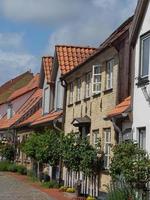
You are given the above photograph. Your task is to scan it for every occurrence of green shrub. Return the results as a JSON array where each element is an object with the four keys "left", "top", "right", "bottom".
[
  {"left": 87, "top": 196, "right": 96, "bottom": 200},
  {"left": 41, "top": 180, "right": 59, "bottom": 188},
  {"left": 7, "top": 163, "right": 18, "bottom": 172},
  {"left": 27, "top": 169, "right": 36, "bottom": 177},
  {"left": 59, "top": 186, "right": 68, "bottom": 192},
  {"left": 1, "top": 144, "right": 15, "bottom": 161},
  {"left": 66, "top": 187, "right": 75, "bottom": 193},
  {"left": 16, "top": 165, "right": 27, "bottom": 175},
  {"left": 0, "top": 161, "right": 10, "bottom": 171}
]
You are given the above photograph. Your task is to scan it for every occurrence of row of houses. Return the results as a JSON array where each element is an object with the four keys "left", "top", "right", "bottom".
[{"left": 0, "top": 0, "right": 150, "bottom": 197}]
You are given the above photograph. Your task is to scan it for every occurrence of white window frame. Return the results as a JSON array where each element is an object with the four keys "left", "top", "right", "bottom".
[
  {"left": 43, "top": 87, "right": 49, "bottom": 114},
  {"left": 68, "top": 82, "right": 74, "bottom": 105},
  {"left": 103, "top": 128, "right": 111, "bottom": 169},
  {"left": 140, "top": 33, "right": 150, "bottom": 78},
  {"left": 92, "top": 65, "right": 102, "bottom": 94},
  {"left": 138, "top": 127, "right": 146, "bottom": 150},
  {"left": 92, "top": 129, "right": 99, "bottom": 147},
  {"left": 76, "top": 78, "right": 81, "bottom": 102},
  {"left": 106, "top": 59, "right": 114, "bottom": 89},
  {"left": 7, "top": 103, "right": 13, "bottom": 119},
  {"left": 85, "top": 72, "right": 91, "bottom": 98}
]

• **WORK ORDER**
Return the line that contains "occurrence of white" along with every line after it through the end of the entries, exactly, adding nothing.

• **TASK RESULT**
You are given the above photograph. Your task is to scan it for every occurrence of white window frame. Return the results as a JSON array where each element is an object with the four keys "left", "top", "right", "bottom".
[
  {"left": 43, "top": 87, "right": 49, "bottom": 114},
  {"left": 68, "top": 82, "right": 74, "bottom": 105},
  {"left": 103, "top": 128, "right": 111, "bottom": 169},
  {"left": 140, "top": 33, "right": 150, "bottom": 78},
  {"left": 92, "top": 65, "right": 102, "bottom": 94},
  {"left": 138, "top": 127, "right": 146, "bottom": 150},
  {"left": 92, "top": 129, "right": 99, "bottom": 147},
  {"left": 76, "top": 78, "right": 81, "bottom": 102},
  {"left": 106, "top": 59, "right": 114, "bottom": 89},
  {"left": 7, "top": 103, "right": 13, "bottom": 119},
  {"left": 85, "top": 72, "right": 91, "bottom": 98}
]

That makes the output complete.